***** Supplied material *****
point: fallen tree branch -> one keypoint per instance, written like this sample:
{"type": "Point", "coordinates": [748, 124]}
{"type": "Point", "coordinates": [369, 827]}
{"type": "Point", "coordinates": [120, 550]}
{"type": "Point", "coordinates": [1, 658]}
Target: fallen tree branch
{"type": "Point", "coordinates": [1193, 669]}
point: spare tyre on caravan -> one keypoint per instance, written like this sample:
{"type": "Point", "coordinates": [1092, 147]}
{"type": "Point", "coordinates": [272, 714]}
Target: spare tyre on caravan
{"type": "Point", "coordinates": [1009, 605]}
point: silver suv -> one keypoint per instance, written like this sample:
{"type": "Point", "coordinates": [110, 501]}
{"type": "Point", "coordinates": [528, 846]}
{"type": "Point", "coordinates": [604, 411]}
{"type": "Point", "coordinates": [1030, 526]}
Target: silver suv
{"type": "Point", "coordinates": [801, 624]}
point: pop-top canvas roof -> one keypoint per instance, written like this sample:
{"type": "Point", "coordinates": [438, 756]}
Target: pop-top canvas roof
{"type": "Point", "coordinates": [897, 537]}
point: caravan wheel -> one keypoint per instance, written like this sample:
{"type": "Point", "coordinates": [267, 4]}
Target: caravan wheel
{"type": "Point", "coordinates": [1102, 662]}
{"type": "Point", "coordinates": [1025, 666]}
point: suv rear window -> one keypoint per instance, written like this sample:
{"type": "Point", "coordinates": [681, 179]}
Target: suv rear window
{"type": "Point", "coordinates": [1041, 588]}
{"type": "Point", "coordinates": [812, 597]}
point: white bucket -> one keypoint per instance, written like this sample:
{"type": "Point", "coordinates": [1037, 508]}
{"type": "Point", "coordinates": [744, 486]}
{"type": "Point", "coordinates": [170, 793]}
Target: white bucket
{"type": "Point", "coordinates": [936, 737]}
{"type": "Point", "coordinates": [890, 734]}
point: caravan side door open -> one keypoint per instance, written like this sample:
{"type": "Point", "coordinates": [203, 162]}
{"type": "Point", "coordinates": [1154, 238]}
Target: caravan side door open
*****
The task. Update the entries above by changing every "caravan" to "camper trailer". Leave everything else as it is.

In response.
point: fallen tree branch -> one keypoint per instance, written like this sample:
{"type": "Point", "coordinates": [748, 124]}
{"type": "Point", "coordinates": [369, 827]}
{"type": "Point", "coordinates": [120, 550]}
{"type": "Point", "coordinates": [1, 658]}
Target: fallen tree branch
{"type": "Point", "coordinates": [1193, 669]}
point: spare tyre on camper trailer -> one keypoint per instance, written like this sample:
{"type": "Point", "coordinates": [1092, 147]}
{"type": "Point", "coordinates": [272, 714]}
Target: spare tyre on camper trailer
{"type": "Point", "coordinates": [1009, 605]}
point: silver suv -> one keypoint per instance, written like this sample:
{"type": "Point", "coordinates": [110, 501]}
{"type": "Point", "coordinates": [528, 846]}
{"type": "Point", "coordinates": [604, 411]}
{"type": "Point", "coordinates": [1030, 526]}
Target: silver suv
{"type": "Point", "coordinates": [801, 624]}
point: pop-top canvas roof -> one keypoint per instance, written like this sample:
{"type": "Point", "coordinates": [438, 756]}
Target: pop-top canvas roof
{"type": "Point", "coordinates": [897, 537]}
point: camper trailer wheel -> one keypoint per instance, written like this sample:
{"type": "Point", "coordinates": [267, 4]}
Target: camper trailer wheel
{"type": "Point", "coordinates": [1102, 662]}
{"type": "Point", "coordinates": [1025, 666]}
point: suv rear window -> one keypoint per instance, written like this sample:
{"type": "Point", "coordinates": [681, 179]}
Target: suv rear window
{"type": "Point", "coordinates": [1041, 588]}
{"type": "Point", "coordinates": [812, 597]}
point: white bucket -> one keypoint per instance, written like this sample:
{"type": "Point", "coordinates": [1037, 508]}
{"type": "Point", "coordinates": [744, 486]}
{"type": "Point", "coordinates": [170, 793]}
Target: white bucket
{"type": "Point", "coordinates": [936, 737]}
{"type": "Point", "coordinates": [890, 734]}
point: camper trailer side door open -> one keypoint per instance, written like this sample:
{"type": "Point", "coordinates": [203, 162]}
{"type": "Point", "coordinates": [1154, 238]}
Target: camper trailer side door open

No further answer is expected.